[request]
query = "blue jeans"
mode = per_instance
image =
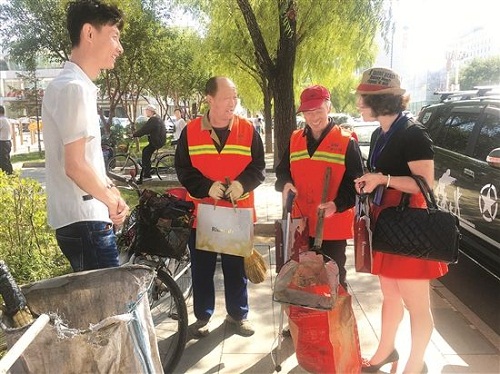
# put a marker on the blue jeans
(88, 245)
(203, 266)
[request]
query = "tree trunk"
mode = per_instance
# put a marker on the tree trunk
(268, 119)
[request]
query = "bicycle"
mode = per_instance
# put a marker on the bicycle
(172, 284)
(124, 164)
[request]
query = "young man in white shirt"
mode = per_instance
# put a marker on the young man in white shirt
(5, 142)
(83, 203)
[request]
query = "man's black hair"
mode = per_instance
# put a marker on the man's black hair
(95, 12)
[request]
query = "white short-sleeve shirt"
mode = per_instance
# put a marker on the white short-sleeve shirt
(69, 113)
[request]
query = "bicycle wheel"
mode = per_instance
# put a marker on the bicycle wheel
(165, 168)
(123, 165)
(170, 318)
(180, 271)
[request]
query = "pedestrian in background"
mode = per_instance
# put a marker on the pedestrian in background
(211, 148)
(156, 131)
(399, 148)
(83, 204)
(321, 144)
(180, 123)
(5, 142)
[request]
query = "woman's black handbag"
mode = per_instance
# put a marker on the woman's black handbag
(426, 233)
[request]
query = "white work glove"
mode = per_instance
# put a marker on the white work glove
(286, 190)
(217, 190)
(235, 190)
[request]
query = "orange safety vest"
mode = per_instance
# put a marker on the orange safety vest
(230, 162)
(308, 175)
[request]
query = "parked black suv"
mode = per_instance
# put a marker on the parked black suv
(466, 135)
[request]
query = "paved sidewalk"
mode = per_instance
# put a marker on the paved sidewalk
(461, 342)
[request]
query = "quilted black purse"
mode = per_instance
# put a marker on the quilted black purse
(427, 233)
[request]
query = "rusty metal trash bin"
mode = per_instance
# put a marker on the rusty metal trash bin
(100, 322)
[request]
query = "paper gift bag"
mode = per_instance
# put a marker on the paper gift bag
(225, 230)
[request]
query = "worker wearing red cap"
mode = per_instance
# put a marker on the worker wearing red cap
(321, 144)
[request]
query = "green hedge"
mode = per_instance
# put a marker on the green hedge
(27, 244)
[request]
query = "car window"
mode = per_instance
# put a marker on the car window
(434, 119)
(457, 130)
(489, 137)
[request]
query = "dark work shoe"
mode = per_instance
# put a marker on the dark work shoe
(200, 328)
(243, 327)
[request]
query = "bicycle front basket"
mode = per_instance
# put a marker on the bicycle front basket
(164, 224)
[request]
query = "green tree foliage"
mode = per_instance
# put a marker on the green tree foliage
(286, 45)
(27, 244)
(481, 72)
(35, 26)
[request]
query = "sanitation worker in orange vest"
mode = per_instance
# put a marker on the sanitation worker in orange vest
(210, 148)
(321, 144)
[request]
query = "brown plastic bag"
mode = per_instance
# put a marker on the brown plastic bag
(362, 236)
(326, 341)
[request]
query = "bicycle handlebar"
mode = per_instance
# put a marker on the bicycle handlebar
(128, 181)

-*-

● Goal: Extract from the records above each line that contains the string "vest", and reproduce every such line in full.

● Output of the exercise:
query = "orange safety vest"
# put a marker on the orange safety vest
query = "sanitation worker in orange vest"
# put a marker on the sanitation worker in orange vest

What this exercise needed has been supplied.